# PAGE EXTRACT
[BEGIN]

D. J. Eliot (born August 14, 1976) is an American football coach who is the linebackers coach for the Philadelphia Eagles of the National Football League (NFL). He previously served as the defensive coordinator and outside linebackers coach at Temple University and also served as an assistant coach at the University of Kansas, University of Colorado Boulder, University of Kentucky, Florida State University, Rice University, University of Tulsa, Texas State University, University of Miami, University of Houston and the University of Wyoming.

Coaching career

Early career
Eliot began his coaching career at his alma mater, the University of Wyoming in 1999. He then served as a graduate assistant at University of Houston from 2000 to 2001 and at the University of Miami in 2002.

Texas State
In 2003, Eliot was hired as the defensive backs coach at Texas State University. In 2004, he became their linebackers coach.

Tulsa
In 2006, Eliot joined the University of Tulsa as their linebackers coach.

Rice
In 2007, Eliot was hired by Rice University as their defensive line coach and recruiting coordinator.

Florida State
In 2010, Eliot joined Florida State University as their defensive ends coach. During his time there, Eliot helped guide them to a win in the 2013 Orange Bowl.

Kentucky
In 2013, Eliot was hired as the defensive coordinator and linebackers coach at the University of Kentucky under head coach Mark Stoops.

[END]

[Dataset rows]
[BEGIN]

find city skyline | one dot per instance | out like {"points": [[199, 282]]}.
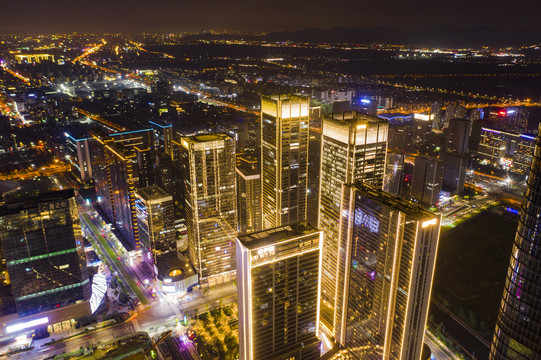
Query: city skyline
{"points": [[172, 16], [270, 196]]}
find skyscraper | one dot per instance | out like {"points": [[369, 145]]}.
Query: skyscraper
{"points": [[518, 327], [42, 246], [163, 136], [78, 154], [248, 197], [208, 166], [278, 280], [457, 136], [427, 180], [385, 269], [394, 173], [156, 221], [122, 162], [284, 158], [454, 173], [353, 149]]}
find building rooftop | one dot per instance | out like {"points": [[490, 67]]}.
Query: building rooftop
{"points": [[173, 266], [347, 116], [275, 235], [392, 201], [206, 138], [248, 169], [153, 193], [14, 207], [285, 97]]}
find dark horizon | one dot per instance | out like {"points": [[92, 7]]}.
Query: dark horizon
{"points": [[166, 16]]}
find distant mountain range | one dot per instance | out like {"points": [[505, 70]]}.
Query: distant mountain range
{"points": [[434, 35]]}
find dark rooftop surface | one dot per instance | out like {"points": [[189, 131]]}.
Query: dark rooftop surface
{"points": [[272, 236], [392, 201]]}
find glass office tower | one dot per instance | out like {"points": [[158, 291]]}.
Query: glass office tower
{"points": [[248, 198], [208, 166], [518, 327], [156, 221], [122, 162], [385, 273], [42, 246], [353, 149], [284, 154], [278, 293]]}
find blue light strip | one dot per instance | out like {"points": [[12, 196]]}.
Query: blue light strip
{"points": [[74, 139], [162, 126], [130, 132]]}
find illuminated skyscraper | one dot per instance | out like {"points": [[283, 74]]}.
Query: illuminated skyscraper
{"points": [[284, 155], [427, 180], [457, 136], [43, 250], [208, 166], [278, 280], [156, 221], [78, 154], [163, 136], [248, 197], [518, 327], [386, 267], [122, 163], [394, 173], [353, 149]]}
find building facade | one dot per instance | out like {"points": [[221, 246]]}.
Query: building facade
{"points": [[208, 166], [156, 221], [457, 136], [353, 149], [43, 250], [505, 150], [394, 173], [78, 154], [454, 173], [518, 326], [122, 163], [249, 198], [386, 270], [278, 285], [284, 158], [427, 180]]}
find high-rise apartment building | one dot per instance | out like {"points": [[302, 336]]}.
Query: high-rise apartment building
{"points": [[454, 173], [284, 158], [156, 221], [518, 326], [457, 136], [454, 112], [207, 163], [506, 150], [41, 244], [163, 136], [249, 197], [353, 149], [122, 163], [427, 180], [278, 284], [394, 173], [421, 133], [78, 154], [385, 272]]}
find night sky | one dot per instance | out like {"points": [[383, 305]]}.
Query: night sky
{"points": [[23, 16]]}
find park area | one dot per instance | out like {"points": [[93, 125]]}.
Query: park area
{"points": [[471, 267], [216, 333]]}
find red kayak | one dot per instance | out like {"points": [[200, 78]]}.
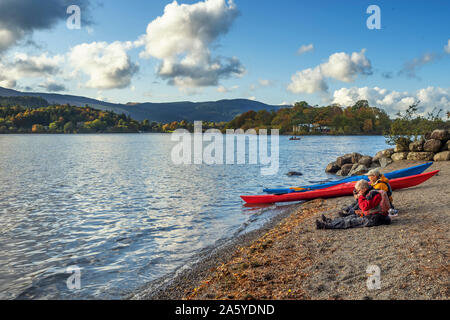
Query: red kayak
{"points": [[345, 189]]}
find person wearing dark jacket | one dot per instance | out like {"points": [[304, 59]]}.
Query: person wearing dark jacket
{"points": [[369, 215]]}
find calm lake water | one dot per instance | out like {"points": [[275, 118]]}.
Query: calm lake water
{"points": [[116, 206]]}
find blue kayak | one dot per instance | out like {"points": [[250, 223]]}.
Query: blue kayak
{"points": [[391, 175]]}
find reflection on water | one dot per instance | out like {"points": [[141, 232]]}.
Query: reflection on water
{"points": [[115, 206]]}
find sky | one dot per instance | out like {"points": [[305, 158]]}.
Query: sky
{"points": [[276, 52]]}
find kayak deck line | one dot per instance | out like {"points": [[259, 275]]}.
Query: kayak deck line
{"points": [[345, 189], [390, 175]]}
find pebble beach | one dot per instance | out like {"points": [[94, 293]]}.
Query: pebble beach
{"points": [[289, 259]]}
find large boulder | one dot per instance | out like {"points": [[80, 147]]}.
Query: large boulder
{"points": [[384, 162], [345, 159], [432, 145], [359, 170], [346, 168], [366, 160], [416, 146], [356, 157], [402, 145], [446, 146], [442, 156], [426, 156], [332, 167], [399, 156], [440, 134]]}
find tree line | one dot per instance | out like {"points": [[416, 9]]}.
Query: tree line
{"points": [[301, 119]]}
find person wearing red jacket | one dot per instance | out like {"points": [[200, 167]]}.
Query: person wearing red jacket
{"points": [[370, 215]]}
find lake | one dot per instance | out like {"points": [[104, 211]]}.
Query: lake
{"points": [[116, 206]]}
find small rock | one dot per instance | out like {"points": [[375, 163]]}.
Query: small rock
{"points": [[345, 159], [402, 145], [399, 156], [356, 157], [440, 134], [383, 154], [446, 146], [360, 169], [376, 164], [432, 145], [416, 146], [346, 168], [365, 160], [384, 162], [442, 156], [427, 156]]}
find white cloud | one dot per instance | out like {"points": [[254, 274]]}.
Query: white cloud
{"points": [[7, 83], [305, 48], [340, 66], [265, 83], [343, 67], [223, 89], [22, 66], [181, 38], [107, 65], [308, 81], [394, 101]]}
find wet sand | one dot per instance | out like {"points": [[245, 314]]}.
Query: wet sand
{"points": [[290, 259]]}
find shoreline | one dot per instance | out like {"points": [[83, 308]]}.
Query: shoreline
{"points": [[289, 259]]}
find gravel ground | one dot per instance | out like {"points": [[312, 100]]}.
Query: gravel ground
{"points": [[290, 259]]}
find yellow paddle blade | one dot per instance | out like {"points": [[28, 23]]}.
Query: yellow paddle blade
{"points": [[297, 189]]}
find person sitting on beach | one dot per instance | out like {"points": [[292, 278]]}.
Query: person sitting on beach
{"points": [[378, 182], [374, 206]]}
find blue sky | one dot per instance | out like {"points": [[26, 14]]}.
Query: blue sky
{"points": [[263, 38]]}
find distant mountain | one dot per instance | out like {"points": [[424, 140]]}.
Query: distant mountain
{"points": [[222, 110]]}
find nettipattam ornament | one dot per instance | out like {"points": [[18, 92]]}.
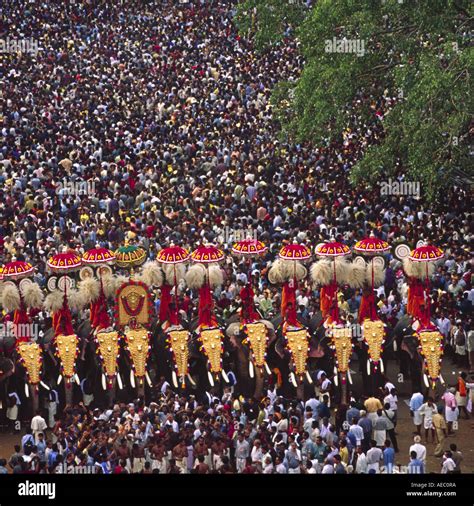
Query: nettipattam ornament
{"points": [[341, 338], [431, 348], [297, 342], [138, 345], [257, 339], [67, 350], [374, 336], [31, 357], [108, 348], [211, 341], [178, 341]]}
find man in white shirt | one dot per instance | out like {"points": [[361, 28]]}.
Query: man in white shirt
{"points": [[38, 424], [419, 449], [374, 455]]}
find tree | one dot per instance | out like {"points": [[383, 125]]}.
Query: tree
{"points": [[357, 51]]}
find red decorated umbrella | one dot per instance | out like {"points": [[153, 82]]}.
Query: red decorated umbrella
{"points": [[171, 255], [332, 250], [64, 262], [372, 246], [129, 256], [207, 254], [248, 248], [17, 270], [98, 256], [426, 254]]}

[END]
[BEGIN]

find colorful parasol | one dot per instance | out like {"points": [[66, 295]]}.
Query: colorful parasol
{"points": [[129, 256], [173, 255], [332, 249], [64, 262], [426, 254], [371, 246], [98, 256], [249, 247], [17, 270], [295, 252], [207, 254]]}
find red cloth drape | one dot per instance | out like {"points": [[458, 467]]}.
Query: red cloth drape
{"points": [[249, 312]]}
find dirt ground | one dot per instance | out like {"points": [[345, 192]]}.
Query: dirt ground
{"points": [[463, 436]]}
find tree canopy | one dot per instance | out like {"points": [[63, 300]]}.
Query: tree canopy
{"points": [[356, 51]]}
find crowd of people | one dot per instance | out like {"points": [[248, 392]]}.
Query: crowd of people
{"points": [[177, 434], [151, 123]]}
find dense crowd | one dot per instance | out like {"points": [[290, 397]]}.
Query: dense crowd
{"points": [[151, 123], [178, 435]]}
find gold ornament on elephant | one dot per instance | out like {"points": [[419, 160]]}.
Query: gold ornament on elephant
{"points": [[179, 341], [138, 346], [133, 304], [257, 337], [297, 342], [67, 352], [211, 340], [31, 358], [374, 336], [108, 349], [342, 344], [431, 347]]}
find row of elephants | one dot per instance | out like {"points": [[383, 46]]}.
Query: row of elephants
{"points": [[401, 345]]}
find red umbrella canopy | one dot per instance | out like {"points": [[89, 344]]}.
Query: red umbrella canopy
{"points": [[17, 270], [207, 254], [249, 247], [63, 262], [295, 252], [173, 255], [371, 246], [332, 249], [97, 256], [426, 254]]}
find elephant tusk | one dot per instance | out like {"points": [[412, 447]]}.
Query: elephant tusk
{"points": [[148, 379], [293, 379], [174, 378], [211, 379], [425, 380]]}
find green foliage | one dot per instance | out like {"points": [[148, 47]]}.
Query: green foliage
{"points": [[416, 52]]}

[END]

# DIRECTIVE
Resume the D. J. Eliot coaching biography, picking up right after its final sentence about his hiring at Kentucky.

# RESPONSE TO THE EXERCISE
Colorado
In 2017, Eliot joined the University of Colorado Boulder as their defensive coordinator and linebackers coach under head coach Mike MacIntyre.

Kansas
In 2019, Eliot was hired by the University of Kansas as their defensive coordinator.

Temple
In 2022, Eliot was hired as the defensive coordinator and outside linebackers coach at Temple University under head coach Stan Drayton.

Philadelphia Eagles
On March 9, 2023, Eliot was hired by the Philadelphia Eagles as their linebackers coach under head coach Nick Sirianni.

Personal life
Eliot and his wife, Miekel, have one son, Dawson, and three daughters, Drue, Page, and Reace.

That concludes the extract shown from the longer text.